Material provided —
■ ■ ■ ■ ■ ■ ■
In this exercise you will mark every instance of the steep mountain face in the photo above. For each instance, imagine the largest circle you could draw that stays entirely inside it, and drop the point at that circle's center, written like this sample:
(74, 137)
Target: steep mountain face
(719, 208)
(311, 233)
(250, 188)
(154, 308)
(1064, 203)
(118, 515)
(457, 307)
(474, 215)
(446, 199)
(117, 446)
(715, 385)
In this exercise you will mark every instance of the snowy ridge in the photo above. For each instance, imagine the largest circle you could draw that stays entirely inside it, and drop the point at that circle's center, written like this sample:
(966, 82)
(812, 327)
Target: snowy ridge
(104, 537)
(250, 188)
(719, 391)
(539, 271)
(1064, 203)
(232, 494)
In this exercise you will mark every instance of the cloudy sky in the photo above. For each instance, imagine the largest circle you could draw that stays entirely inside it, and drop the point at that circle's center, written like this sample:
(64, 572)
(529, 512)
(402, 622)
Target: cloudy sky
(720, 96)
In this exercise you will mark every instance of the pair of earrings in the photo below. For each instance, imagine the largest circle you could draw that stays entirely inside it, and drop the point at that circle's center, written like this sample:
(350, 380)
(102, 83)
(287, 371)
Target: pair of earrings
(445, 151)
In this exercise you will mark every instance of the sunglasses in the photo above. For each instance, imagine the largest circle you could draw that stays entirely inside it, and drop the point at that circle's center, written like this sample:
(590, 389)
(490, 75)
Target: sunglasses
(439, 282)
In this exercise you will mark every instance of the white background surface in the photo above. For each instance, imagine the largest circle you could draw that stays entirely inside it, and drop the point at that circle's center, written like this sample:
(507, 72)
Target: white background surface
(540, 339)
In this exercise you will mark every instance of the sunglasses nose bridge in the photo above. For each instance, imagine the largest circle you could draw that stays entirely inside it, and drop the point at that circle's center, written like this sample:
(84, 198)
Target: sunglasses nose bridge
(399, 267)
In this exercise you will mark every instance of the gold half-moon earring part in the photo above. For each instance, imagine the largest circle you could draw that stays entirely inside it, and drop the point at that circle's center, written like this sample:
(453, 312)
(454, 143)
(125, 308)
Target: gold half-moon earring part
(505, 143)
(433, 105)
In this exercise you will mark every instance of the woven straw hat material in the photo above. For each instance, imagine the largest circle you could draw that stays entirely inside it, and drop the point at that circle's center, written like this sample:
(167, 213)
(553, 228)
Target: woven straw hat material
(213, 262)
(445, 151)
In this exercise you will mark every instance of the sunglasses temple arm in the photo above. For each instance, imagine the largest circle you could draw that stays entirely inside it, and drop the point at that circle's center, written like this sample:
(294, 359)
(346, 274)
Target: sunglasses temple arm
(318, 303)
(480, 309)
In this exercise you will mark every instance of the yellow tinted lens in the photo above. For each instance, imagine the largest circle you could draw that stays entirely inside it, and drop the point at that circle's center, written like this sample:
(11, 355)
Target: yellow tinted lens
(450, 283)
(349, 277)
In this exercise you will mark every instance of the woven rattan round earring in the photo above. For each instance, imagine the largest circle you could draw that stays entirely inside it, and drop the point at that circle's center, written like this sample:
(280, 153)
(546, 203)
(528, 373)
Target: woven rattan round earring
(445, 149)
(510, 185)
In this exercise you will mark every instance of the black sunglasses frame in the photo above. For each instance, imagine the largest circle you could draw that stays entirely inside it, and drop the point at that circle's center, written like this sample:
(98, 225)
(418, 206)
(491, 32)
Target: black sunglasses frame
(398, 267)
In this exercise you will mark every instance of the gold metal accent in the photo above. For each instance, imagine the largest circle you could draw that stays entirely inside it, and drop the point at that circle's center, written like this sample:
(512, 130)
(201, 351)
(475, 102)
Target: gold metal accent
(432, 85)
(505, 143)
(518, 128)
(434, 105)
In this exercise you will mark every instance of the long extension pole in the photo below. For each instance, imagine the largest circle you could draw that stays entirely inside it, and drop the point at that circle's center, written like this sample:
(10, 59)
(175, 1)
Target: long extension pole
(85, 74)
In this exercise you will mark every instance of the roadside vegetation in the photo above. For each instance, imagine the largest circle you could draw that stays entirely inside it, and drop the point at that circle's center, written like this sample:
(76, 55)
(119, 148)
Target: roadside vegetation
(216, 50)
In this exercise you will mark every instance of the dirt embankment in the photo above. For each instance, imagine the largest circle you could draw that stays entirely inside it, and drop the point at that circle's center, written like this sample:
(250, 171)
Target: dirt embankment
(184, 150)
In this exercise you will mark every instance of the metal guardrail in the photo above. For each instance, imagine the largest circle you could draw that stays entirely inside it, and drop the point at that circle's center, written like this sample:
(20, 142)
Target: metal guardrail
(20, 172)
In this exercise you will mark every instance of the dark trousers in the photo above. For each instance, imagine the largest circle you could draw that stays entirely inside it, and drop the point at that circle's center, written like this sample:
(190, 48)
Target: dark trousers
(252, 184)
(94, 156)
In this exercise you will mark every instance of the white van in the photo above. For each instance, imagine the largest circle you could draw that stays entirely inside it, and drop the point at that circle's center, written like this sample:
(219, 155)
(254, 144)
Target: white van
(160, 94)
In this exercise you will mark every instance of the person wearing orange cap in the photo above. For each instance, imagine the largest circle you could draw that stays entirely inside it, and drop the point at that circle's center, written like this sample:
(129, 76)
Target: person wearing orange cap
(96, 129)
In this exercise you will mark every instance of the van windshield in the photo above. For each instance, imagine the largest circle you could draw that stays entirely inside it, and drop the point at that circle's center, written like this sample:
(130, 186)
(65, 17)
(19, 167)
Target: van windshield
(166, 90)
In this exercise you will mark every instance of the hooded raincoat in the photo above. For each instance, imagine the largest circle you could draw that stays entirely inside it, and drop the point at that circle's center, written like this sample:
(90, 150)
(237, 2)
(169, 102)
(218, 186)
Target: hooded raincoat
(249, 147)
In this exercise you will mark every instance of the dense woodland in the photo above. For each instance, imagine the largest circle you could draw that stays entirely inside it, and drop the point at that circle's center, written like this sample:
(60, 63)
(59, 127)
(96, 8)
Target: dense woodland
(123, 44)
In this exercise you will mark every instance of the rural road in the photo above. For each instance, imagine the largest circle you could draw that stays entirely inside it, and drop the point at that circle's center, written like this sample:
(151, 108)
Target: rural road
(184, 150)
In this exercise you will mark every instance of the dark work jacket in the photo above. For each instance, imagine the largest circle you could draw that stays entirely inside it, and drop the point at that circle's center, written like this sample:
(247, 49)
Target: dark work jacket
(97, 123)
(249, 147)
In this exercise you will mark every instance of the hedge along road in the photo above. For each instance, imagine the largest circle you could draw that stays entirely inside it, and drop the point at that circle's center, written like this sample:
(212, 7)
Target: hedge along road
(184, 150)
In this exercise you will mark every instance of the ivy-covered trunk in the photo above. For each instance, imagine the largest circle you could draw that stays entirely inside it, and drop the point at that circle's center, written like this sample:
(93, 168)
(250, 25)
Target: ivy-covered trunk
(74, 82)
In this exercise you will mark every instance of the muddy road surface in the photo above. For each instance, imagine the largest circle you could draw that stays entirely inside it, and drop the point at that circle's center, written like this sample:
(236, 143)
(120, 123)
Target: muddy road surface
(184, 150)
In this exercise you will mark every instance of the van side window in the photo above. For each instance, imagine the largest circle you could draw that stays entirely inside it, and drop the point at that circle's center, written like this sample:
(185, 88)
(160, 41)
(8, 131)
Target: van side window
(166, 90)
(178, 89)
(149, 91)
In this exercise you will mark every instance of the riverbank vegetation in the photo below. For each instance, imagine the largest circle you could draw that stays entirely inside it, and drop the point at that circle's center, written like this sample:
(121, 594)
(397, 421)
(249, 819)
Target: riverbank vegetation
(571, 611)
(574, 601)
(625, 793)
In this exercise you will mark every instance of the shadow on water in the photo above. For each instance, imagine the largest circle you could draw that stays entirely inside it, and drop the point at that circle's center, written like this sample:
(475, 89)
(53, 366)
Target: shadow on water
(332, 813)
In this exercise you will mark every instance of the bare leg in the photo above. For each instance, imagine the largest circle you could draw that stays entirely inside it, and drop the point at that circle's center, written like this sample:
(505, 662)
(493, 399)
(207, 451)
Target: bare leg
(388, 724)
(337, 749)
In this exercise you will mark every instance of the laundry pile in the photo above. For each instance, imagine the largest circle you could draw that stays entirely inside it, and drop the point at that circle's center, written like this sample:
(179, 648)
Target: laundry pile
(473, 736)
■ ■ ■ ■ ■ ■ ■
What to do — Copy everything from the line containing "the van side" down to the end of the records, requests included. Multiply every coordinate in the answers by 2.25 and round to whole numbers, with halves rounding up, but leave the requests and their sample points unchanged.

Written solution —
In this exercise you will mark every instance of the van side window in the photo above. For each instance, imagine the largest circle you could draw that stays entirely inside it, and drop the point at that circle's center, written like this sample:
(185, 88)
(160, 41)
(8, 131)
Target: van side window
(374, 203)
(401, 200)
(335, 205)
In this exercise you will mark every instance of the riverbank vegetation in the photo below. For each instance, imagine the largest circle you could draw that stays entirely inside it, and drop the point at that circle's center, written like this sample:
(121, 594)
(397, 421)
(249, 819)
Target: riverbank vegetation
(1285, 1375)
(1292, 1352)
(1406, 1784)
In this exercise you will mark every instance of the shadow on water in the photo above. For each instance, imagine the largest circle you could draw that stays entirely inside it, and drop the point at that circle's center, written like this sample:
(475, 89)
(53, 366)
Target: shadow on water
(747, 1829)
In this exercise you will mark every instance of the bare leg in the photo above. For each instance, imagine the largest circle you could draw that stays entirely inside it, and drop the point at that circle's center, written like this sample:
(505, 662)
(493, 399)
(207, 451)
Target: bare leg
(873, 1629)
(758, 1685)
In this exercise you will mark every instance of the laundry pile in the photo above. For each instance, imagine the largest circle you could draw that stays entirely inside it, and drop the point at that circle's center, written like this sample:
(179, 648)
Target: laundry pile
(1064, 1656)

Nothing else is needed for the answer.